Word for word, restate the lines of the data from the first through the one containing "Identify every instance of the pale", and nothing else.

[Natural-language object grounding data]
+===+

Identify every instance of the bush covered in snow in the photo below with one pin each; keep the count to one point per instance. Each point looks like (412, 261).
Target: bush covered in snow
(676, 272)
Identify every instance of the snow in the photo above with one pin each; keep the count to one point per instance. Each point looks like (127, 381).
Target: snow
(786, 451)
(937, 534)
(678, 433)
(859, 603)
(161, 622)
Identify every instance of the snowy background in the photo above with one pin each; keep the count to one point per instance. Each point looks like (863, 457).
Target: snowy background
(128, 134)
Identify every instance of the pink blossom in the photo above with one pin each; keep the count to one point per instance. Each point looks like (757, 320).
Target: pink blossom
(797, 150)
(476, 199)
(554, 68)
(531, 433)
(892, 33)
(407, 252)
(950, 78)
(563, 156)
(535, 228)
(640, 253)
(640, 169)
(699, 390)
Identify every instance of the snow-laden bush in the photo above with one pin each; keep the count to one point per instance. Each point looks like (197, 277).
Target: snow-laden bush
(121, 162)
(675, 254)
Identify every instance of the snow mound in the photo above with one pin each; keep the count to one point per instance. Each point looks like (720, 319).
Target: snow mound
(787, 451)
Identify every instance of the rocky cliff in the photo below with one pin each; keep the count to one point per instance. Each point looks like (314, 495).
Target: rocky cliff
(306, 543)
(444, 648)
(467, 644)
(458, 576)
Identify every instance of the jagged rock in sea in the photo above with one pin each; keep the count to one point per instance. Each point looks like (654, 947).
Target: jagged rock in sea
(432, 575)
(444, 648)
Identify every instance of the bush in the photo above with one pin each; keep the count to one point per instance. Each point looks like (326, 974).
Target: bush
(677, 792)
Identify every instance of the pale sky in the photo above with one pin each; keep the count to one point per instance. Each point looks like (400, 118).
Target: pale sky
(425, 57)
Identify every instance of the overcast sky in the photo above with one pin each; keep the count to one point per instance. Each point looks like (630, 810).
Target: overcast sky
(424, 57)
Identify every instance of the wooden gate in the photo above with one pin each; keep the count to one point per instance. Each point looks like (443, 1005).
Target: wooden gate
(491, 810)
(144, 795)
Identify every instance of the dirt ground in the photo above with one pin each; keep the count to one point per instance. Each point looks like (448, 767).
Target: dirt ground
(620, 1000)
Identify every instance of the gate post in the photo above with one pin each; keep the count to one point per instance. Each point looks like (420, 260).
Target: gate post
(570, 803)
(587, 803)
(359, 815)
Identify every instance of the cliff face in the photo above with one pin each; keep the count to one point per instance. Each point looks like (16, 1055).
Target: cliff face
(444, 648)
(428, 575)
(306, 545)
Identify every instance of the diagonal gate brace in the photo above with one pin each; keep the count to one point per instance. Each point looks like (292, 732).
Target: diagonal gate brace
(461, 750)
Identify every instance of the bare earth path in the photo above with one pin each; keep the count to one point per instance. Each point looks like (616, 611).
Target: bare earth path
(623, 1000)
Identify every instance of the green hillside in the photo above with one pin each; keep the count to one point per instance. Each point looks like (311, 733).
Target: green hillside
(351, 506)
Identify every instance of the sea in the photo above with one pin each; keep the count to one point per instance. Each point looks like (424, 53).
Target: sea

+===+

#### [YOUR SOLUTION]
Identify every instance of the bush covered in snow in the photo below with one pin each; keep the count to one point per instance. Each point looks like (412, 261).
Target: bush covered in snow
(676, 272)
Identify every instance of the snow in the photo above with one pin each; keep the count to one point per instance. Each point looks like (127, 381).
Target: snow
(786, 451)
(937, 534)
(678, 433)
(859, 603)
(161, 622)
Identify every instance of the snowy background in the photo above with one pin each; keep the count to one point per instance. Each point looks like (863, 457).
Target: snowy background
(128, 134)
Identify every instance of the pink blossom in the photo above with one pin each; keep the count to one point per instance. Each point looks like (757, 320).
Target: pink blossom
(797, 150)
(476, 199)
(554, 68)
(531, 433)
(892, 33)
(407, 252)
(950, 78)
(563, 156)
(535, 228)
(640, 253)
(640, 169)
(699, 390)
Identify every instance of the snow-laden bush in the photo above with one pin each; keep the count to one point per instance. Each point looks like (197, 277).
Target: snow-laden bush
(121, 162)
(675, 254)
Identify every instance of the snow mound in the photo above with one pin each; keep the count to one point per instance. Each point looks like (720, 319).
Target: snow mound
(787, 451)
Identify every instance of the rocky cliff in the photo below with one pin each; keep the count to one point per instance. Each point looks like (314, 495).
Target: rocky cliff
(306, 543)
(444, 648)
(467, 644)
(458, 576)
Identify every instance of the jagged rock in sea in the photo above with one pin each; keep the count to one point per instance. Each point looks like (654, 947).
Target: jagged rock in sea
(432, 575)
(444, 648)
Identify every instance of the bush in the photo above with one pin each; keep the count to one point per instance. Each point looks like (326, 974).
Target: bush
(677, 792)
Identify every instance of the pale sky in the photo above with one pin each; keep the count to one point per instance. Each point looks like (400, 118).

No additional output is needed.